WORK TO COMPLETE | Please repeat the entries from the line containing "Tag the electrical" through the end of the entries, replacing "electrical outlet" with "power socket" and leaving everything else unchanged.
----
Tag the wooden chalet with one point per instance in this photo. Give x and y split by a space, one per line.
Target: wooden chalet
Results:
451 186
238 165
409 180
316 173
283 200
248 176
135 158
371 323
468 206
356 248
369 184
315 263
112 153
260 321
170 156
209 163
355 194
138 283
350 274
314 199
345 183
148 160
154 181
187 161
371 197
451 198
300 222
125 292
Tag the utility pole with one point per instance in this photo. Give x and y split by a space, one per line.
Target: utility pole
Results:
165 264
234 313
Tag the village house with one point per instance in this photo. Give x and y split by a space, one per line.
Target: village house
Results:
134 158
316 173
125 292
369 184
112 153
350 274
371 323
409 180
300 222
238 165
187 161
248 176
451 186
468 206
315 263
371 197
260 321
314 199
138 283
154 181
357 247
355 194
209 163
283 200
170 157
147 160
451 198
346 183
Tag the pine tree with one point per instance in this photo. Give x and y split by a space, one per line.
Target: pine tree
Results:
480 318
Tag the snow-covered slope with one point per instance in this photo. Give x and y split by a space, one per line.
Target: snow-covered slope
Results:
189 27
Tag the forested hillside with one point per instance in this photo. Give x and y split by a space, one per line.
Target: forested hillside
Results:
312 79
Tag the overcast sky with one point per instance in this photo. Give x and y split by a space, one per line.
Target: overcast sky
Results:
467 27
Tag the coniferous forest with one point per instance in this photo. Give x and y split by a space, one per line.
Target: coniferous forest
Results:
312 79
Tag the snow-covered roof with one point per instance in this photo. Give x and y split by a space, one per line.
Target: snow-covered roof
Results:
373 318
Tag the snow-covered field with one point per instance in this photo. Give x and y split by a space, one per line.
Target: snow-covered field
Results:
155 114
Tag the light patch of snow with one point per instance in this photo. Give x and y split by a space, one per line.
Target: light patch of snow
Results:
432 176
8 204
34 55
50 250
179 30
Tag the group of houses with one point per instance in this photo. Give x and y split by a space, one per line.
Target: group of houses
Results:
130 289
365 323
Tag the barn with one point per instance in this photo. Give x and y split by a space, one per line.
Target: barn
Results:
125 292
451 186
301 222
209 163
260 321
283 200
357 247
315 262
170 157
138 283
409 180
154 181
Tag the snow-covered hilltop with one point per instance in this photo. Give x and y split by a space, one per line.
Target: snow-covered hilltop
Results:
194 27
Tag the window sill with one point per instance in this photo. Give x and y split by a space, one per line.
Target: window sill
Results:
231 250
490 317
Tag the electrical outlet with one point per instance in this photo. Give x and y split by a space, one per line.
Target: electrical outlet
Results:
----
TASK RESPONSE |
Tag the power socket with one point per instance in this photo. Give x and y split by a space, one per line.
Target: power socket
Results:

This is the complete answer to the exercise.